§ **DATASET RECORDS**
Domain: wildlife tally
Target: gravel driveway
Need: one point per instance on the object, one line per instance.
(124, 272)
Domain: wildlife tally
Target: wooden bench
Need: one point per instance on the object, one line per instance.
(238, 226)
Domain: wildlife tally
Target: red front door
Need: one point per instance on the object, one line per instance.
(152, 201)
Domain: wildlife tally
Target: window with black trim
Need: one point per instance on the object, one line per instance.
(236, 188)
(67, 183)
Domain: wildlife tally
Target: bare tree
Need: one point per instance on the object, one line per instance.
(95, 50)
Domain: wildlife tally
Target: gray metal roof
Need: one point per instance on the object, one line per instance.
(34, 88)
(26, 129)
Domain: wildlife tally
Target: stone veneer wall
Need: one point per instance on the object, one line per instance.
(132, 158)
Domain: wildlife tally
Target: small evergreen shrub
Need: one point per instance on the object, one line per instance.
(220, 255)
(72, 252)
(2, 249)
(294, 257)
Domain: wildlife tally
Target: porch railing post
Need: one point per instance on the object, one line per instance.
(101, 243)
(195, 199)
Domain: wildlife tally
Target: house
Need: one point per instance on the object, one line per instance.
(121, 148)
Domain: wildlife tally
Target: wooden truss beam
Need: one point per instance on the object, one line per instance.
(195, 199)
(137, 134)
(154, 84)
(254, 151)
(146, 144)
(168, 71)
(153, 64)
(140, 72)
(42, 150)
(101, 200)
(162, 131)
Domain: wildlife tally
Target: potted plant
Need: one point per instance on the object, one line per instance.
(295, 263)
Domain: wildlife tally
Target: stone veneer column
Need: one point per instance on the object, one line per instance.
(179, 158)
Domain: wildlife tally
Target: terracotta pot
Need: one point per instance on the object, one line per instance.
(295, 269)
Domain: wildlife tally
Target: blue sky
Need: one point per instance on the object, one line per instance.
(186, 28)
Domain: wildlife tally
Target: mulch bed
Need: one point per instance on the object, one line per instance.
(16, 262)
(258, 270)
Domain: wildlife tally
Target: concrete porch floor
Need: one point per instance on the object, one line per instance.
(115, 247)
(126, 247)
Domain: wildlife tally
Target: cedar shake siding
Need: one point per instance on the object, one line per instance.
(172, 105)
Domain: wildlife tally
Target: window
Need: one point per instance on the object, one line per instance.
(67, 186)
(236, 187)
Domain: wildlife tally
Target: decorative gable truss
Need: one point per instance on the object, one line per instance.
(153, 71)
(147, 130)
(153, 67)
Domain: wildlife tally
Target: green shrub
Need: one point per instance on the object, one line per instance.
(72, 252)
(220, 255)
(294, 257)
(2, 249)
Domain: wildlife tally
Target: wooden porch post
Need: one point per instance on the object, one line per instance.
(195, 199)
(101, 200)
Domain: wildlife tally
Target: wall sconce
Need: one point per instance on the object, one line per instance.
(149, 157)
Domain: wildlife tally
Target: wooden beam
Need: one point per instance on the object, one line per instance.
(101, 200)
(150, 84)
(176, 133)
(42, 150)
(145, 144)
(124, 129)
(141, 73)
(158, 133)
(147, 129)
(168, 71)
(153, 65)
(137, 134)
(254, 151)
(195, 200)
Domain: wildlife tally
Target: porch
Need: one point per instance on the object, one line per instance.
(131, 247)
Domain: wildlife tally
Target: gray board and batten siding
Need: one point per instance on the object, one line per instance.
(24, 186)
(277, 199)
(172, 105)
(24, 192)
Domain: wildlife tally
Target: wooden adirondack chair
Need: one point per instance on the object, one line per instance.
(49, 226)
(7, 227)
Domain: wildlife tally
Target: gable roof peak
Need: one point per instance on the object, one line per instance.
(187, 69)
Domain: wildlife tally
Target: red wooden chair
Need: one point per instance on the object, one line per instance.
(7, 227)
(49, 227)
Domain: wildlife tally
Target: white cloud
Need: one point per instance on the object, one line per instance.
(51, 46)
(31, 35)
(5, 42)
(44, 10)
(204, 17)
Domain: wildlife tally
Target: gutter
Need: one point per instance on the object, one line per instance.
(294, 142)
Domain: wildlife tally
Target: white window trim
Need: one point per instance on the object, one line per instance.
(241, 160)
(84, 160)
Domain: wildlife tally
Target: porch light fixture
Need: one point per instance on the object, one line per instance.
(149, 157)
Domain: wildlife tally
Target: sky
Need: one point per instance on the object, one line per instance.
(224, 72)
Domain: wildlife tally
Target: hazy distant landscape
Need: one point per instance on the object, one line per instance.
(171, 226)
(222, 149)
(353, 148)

§ **WHAT TO DO**
The result should be every line that contains "stone", copied from the entries.

§ **SOLUTION BELOW**
Target: stone veneer wall
Target: stone veneer column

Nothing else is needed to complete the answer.